- **Instructions to follow**:
Could you turn the lines of the records, from the line with "Annotate the luggage" to the line with "<point>87,96</point>", both included, into a numbered list without any blank lines?
◇ ◇ ◇ ◇ ◇
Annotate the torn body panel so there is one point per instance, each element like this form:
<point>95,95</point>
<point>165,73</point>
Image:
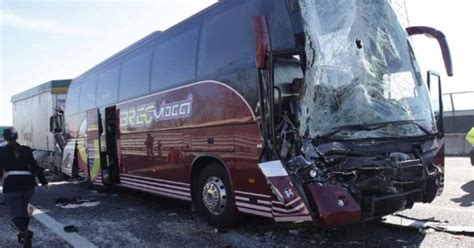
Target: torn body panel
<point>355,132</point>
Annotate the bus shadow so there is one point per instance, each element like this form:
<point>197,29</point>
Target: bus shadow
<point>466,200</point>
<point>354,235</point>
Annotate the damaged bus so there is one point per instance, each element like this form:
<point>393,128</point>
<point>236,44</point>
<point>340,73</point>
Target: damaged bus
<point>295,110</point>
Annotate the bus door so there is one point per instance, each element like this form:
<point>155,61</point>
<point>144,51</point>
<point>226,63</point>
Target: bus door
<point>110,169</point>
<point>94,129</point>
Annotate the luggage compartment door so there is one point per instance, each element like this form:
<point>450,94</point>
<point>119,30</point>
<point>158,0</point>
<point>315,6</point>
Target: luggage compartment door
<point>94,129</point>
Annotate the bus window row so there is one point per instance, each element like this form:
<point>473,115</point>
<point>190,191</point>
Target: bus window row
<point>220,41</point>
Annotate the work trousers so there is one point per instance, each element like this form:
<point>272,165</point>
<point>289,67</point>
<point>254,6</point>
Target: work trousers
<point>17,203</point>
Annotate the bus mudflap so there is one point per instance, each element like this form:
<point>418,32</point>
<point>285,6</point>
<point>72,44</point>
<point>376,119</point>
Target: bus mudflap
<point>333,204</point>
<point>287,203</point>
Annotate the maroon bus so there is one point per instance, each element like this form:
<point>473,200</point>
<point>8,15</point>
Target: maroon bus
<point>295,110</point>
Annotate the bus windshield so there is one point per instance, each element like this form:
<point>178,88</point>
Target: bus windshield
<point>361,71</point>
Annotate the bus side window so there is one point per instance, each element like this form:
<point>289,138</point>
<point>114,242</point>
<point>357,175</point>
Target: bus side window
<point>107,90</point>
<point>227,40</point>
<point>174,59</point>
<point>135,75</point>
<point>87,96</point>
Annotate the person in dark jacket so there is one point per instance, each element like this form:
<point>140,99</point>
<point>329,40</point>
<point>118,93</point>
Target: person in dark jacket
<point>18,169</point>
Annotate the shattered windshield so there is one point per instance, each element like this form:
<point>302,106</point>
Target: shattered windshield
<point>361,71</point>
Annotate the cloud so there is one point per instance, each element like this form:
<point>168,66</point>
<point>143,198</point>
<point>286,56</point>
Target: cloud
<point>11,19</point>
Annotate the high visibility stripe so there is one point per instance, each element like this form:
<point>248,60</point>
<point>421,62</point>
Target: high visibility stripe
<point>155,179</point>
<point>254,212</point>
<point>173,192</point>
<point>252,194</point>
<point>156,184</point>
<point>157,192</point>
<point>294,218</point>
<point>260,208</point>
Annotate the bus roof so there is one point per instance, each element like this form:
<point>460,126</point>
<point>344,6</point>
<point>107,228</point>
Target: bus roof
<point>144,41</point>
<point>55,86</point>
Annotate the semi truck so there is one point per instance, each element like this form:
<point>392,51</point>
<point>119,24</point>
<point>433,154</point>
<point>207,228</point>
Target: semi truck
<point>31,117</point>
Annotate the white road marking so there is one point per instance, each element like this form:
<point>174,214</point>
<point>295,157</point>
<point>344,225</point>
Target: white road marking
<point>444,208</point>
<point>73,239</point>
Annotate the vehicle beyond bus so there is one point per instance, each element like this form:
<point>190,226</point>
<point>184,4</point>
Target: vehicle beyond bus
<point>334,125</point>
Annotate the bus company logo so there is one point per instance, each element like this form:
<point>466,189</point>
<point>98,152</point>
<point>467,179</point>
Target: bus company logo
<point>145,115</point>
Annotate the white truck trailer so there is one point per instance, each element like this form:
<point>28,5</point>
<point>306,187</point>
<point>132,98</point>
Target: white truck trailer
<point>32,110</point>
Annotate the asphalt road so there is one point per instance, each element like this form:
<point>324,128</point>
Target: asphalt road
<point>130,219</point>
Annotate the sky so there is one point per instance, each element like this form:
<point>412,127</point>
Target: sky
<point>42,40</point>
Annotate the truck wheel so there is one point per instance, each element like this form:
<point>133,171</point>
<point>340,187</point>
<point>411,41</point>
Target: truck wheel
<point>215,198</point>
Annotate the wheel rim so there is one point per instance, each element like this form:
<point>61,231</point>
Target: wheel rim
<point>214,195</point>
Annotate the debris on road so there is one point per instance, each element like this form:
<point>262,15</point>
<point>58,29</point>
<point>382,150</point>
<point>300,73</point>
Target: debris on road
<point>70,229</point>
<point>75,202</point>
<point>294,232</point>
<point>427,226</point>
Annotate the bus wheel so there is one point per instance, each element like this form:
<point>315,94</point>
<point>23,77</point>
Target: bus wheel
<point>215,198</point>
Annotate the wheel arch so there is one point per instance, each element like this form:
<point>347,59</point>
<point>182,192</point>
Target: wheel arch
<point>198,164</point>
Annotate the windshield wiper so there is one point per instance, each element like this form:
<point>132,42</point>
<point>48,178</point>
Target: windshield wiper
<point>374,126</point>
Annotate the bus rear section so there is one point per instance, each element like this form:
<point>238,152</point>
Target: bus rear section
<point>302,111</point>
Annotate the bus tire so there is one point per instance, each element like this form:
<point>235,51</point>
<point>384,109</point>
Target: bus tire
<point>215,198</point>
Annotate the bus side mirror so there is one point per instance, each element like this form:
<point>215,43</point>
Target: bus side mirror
◇ ◇ ◇ ◇ ◇
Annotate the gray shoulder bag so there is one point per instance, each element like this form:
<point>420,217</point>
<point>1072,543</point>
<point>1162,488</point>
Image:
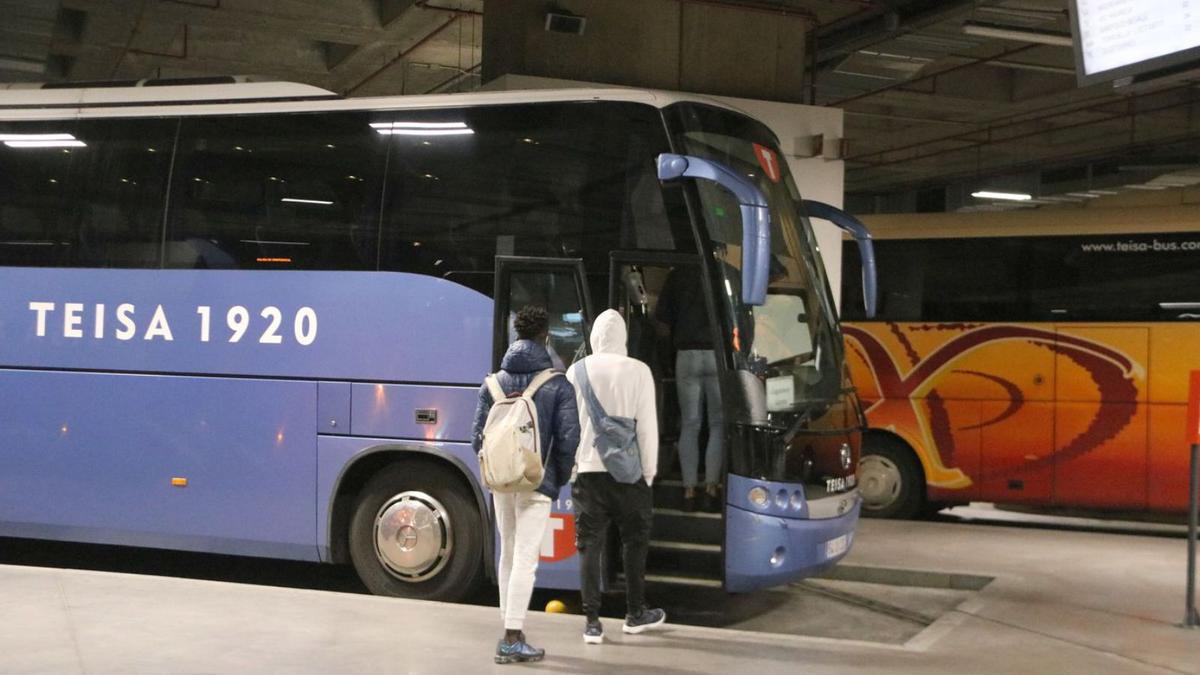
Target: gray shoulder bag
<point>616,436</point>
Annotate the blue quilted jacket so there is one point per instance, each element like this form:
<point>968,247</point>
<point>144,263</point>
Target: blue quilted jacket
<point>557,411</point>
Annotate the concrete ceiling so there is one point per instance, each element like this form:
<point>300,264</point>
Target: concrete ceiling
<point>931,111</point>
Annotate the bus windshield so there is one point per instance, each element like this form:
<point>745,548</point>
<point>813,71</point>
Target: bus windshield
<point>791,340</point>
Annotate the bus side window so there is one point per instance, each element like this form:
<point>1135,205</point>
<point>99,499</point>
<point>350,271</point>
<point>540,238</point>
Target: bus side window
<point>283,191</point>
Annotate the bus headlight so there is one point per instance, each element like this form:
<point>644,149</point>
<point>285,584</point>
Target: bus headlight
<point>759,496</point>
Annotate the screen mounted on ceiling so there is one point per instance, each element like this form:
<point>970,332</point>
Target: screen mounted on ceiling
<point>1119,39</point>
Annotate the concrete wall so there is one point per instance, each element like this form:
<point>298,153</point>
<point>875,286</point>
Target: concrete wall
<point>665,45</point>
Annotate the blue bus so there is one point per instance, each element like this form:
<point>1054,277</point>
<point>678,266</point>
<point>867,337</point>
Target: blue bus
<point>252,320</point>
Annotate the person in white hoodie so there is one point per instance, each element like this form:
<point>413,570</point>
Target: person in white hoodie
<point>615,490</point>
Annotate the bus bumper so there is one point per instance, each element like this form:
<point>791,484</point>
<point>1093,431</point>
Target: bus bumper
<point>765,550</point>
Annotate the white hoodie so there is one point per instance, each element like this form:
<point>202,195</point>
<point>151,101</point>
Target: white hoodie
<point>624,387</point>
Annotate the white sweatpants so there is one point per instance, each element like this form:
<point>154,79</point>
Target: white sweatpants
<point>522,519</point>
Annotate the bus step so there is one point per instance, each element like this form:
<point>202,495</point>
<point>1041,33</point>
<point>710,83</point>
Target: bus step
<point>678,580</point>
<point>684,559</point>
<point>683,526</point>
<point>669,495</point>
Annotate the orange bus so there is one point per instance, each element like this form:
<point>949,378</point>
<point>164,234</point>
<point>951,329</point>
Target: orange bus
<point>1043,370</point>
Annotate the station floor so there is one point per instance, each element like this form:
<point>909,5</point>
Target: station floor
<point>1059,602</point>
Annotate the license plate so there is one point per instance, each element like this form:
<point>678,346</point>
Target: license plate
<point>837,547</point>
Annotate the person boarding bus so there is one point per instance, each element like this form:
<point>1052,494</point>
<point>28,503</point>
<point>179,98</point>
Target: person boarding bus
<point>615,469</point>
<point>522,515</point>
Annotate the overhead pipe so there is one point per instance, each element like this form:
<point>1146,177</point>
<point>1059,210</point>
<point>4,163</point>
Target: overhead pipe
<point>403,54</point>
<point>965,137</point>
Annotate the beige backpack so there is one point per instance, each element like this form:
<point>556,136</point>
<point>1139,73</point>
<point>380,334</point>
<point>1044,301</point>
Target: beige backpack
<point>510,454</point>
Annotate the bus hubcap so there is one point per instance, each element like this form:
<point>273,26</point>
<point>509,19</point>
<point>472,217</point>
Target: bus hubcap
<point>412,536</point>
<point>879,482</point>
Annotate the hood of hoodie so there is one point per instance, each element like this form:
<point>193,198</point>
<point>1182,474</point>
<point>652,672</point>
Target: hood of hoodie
◇ ◇ ◇ ◇ ◇
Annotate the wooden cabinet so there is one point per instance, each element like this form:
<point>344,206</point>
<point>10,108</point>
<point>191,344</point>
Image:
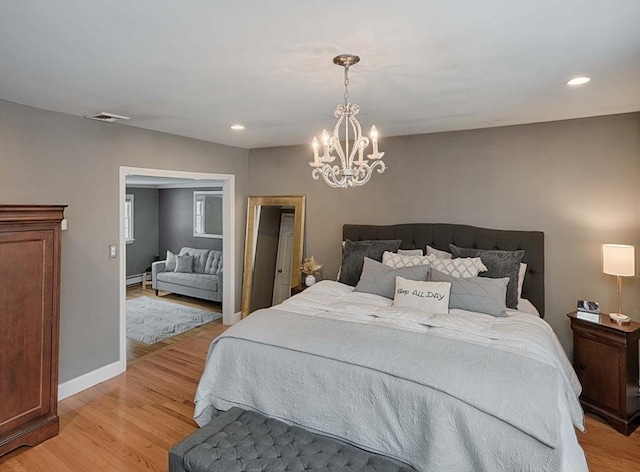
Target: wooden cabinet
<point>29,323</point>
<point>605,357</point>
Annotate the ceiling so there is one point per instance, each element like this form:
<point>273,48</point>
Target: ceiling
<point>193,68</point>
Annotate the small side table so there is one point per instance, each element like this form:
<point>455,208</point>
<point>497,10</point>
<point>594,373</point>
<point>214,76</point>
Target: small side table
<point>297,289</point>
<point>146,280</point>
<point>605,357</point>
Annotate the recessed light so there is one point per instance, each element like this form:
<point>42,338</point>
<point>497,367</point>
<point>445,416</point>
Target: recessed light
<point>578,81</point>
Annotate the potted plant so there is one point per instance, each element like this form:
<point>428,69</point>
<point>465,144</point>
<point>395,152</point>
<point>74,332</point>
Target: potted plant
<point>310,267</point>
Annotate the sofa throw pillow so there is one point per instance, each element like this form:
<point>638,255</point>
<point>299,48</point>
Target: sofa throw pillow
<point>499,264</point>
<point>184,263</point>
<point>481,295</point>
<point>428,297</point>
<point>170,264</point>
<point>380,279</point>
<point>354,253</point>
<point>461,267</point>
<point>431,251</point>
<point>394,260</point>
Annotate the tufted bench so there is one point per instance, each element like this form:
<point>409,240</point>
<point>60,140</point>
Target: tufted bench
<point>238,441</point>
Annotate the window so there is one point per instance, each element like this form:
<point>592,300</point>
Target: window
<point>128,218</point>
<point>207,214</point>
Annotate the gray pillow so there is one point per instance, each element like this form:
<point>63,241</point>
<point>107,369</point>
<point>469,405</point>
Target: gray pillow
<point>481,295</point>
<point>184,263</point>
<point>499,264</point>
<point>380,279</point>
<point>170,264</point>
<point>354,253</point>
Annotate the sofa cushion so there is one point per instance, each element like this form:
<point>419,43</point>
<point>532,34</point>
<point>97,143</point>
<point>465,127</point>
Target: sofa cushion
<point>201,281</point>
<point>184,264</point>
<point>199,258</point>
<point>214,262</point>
◇ ◇ ◇ ◇ ◇
- **Output**:
1. Annotate the luggage compartment door so there is one point per instance, each element like this form:
2. <point>450,94</point>
3. <point>119,30</point>
4. <point>158,0</point>
5. <point>315,6</point>
6. Target: luggage compartment door
7. <point>94,129</point>
8. Annotate the bus window row so there is one point per instance, each element like this form:
9. <point>473,115</point>
10. <point>190,191</point>
11. Target: bus window row
12. <point>220,41</point>
13. Annotate the work trousers so there is one point per instance, each element like this form:
14. <point>272,165</point>
15. <point>289,67</point>
16. <point>254,6</point>
17. Target: work trousers
18. <point>17,203</point>
19. Annotate the bus mudflap so there is one point per instance, each element like this form:
20. <point>418,32</point>
21. <point>285,6</point>
22. <point>72,44</point>
23. <point>376,119</point>
24. Target: bus mudflap
25. <point>333,204</point>
26. <point>287,203</point>
27. Annotate the maroon bus so there is one point per instance, each element like this form:
28. <point>473,200</point>
29. <point>8,15</point>
30. Target: maroon bus
31. <point>295,110</point>
32. Annotate the bus windshield so there is one point per instance, each element like this form:
33. <point>178,88</point>
34. Target: bus windshield
35. <point>361,71</point>
36. Annotate the bus side window so there is one point per instance, each element like this form:
37. <point>289,138</point>
38. <point>114,242</point>
39. <point>357,175</point>
40. Target: bus side window
41. <point>107,90</point>
42. <point>227,40</point>
43. <point>174,59</point>
44. <point>135,75</point>
45. <point>87,96</point>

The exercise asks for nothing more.